__Task__: Write every record out again exactly, and keep images out of it.

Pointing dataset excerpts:

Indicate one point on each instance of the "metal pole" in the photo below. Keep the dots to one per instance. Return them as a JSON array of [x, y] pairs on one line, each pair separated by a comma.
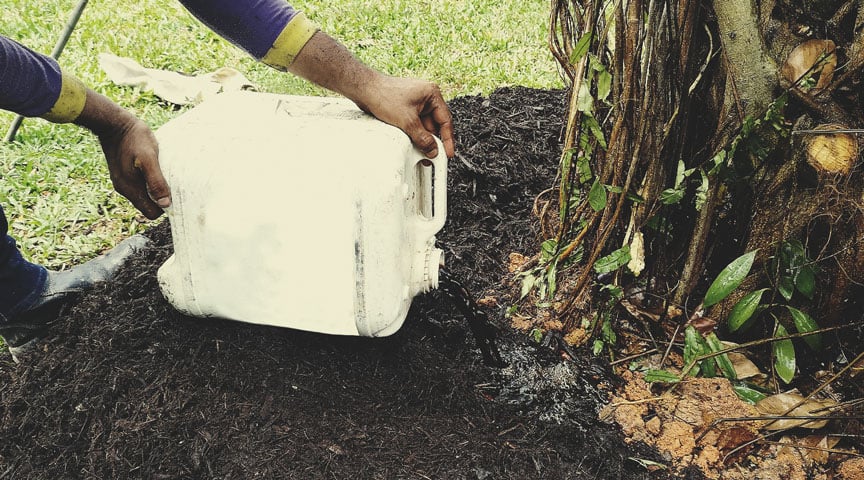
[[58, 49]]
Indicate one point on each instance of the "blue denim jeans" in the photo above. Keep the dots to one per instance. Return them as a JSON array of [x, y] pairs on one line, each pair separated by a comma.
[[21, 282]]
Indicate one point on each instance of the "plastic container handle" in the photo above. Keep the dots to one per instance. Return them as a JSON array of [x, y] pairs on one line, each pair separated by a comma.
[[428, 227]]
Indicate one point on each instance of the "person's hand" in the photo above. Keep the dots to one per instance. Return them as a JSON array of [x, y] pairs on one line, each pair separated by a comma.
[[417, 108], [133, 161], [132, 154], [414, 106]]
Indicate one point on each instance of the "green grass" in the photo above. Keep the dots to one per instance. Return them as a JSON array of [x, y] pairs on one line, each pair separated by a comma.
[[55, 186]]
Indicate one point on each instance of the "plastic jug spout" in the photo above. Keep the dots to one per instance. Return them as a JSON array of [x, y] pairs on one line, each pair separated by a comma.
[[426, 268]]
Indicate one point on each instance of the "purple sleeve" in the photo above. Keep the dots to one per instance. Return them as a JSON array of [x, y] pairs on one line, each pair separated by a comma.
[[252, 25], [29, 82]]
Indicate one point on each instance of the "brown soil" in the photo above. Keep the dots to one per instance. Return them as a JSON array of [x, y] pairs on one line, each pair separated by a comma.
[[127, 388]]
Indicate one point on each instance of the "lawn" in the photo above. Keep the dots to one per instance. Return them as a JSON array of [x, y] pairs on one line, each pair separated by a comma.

__Answer for this exercise__:
Indicate one point on each instance of the "metal pole" in the photo below. Keep the dots to one per instance. Return them as a JSON array of [x, y] pairs on one line, each pair separated by a comma.
[[58, 49]]
Indicate one point on each instance of the "blue denim jeans" in the photo above. Keep the dots to one per instance. Return them as a JSON array of [x, y] pairs on one line, each pair separated by a comma.
[[21, 282]]
Indicate one point on each instance of the "plastic container handle" in the photo above. Keep the dots to one per instance. Return them as a JSON array of [x, y] pairs on one line, each pair separated by a comma.
[[428, 227]]
Indicate one point on each instance of the "person's hand" in the photo above. Keep the dots to one per instance. Return them as a JSON array of [x, y] pairs on one line, each pair separated by a comma.
[[417, 108], [133, 161], [132, 154], [414, 106]]
Indicate one point on each instance of the "green grass" in the photo above. Keep the dots to one per instance. Return them as a JSON array of [x, y] pairs on one line, each pair separated by a comma.
[[55, 186]]
Indicate one point on each instance of the "plastic jug spout" in the photo above. Keep the dots to one per instance. Return them as a JSON array of [x, y] pairs on one line, each pair separated by a comma.
[[426, 268]]
Indicate one point on each instance of the "purple sleeve" in the photo above. Keep the dots to one per instance. Return them as a JSON array of [x, y] pairs on one line, each pair separated by a comma.
[[252, 25], [29, 82]]
Indicate one point on each instance of the "brown soil" in the photo above. Keep the dots to one per instance. Return them as a JSON array of [x, y] pairs on one line, each pair separated by a comma.
[[127, 388]]
Indicate one point on each instance of the "lawn" in the photo above. Keep the dots to one per instance. Return them as a JSON array of [x, y] pairs on one line, each pair separated by a comma.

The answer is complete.